GOAL OF THE EXERCISE:
Below is a set of records. Please retype every one exactly.

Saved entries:
======

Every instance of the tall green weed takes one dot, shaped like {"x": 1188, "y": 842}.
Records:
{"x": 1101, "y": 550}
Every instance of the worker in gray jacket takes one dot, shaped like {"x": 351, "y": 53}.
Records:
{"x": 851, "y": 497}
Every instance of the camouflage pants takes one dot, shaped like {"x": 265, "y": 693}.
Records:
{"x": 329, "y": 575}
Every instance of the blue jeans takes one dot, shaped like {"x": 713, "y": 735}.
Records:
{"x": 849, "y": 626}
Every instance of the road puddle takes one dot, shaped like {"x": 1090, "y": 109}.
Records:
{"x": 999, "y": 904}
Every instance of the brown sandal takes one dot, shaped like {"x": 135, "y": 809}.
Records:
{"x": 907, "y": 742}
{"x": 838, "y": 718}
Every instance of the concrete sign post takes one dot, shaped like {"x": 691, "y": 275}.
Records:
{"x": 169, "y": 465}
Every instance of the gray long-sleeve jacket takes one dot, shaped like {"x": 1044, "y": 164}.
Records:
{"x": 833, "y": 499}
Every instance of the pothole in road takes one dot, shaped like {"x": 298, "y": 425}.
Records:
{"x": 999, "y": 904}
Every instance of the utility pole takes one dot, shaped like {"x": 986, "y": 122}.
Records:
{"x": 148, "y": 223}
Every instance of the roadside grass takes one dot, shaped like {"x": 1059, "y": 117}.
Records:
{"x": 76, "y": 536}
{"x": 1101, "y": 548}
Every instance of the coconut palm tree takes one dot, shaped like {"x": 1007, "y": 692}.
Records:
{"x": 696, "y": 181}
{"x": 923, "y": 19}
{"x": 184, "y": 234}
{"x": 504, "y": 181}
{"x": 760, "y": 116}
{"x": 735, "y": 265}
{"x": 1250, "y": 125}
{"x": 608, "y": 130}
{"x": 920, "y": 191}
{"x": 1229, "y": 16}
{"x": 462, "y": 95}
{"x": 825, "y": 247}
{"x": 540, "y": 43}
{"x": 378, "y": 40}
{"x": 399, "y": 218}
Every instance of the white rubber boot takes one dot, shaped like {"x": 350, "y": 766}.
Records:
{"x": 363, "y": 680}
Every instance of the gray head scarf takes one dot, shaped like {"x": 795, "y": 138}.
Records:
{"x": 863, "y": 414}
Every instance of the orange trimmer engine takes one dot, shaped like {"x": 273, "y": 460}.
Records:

======

TASK RESULT:
Every instance of the tall green weed takes one dot, shaped like {"x": 1188, "y": 842}.
Records:
{"x": 1101, "y": 550}
Every instance of the worker in gray jacket takes one dot, shaped like {"x": 351, "y": 53}.
Records:
{"x": 851, "y": 497}
Every instance of the camouflage pants takes one dot, shaped like {"x": 265, "y": 693}.
Records:
{"x": 329, "y": 575}
Every instance of the blue jeans takes one dot, shaped like {"x": 713, "y": 735}.
Records:
{"x": 849, "y": 626}
Every instance of the road puddle takes one dot, shaped like {"x": 1090, "y": 109}.
Records:
{"x": 999, "y": 904}
Every instance of the brown sandal takes one dot, shaped like {"x": 135, "y": 809}.
Records:
{"x": 907, "y": 742}
{"x": 838, "y": 718}
Every instance of the concrete sign post takes one dot, shaped like {"x": 691, "y": 275}.
Records:
{"x": 169, "y": 465}
Every instance of the gray long-sleeve jacket takes one dot, shaped like {"x": 1044, "y": 164}.
Records:
{"x": 833, "y": 499}
Every instance of the pothole in road takes one dot, shaped like {"x": 298, "y": 425}.
Records:
{"x": 999, "y": 904}
Every instance of the utility pole takes one dot, shaped like {"x": 986, "y": 122}.
Records:
{"x": 148, "y": 223}
Every instance of the roadside grass takes one dot, shaped like {"x": 1059, "y": 117}.
Records:
{"x": 76, "y": 536}
{"x": 1101, "y": 548}
Every instance of the coconut palm tree takes one dot, shaped like {"x": 1007, "y": 692}.
Records:
{"x": 696, "y": 181}
{"x": 923, "y": 19}
{"x": 184, "y": 234}
{"x": 504, "y": 181}
{"x": 760, "y": 116}
{"x": 735, "y": 265}
{"x": 1250, "y": 125}
{"x": 608, "y": 130}
{"x": 920, "y": 191}
{"x": 1229, "y": 16}
{"x": 462, "y": 95}
{"x": 825, "y": 247}
{"x": 540, "y": 43}
{"x": 378, "y": 40}
{"x": 399, "y": 218}
Every instance of the white rubber boot takes one dot, shaped like {"x": 350, "y": 766}.
Records:
{"x": 363, "y": 680}
Every instance of the gray head scarf takes one dot, shaped like {"x": 795, "y": 138}.
Records:
{"x": 863, "y": 414}
Every instance of the orange trimmer engine takes one dot, shaped like {"x": 273, "y": 460}.
Records:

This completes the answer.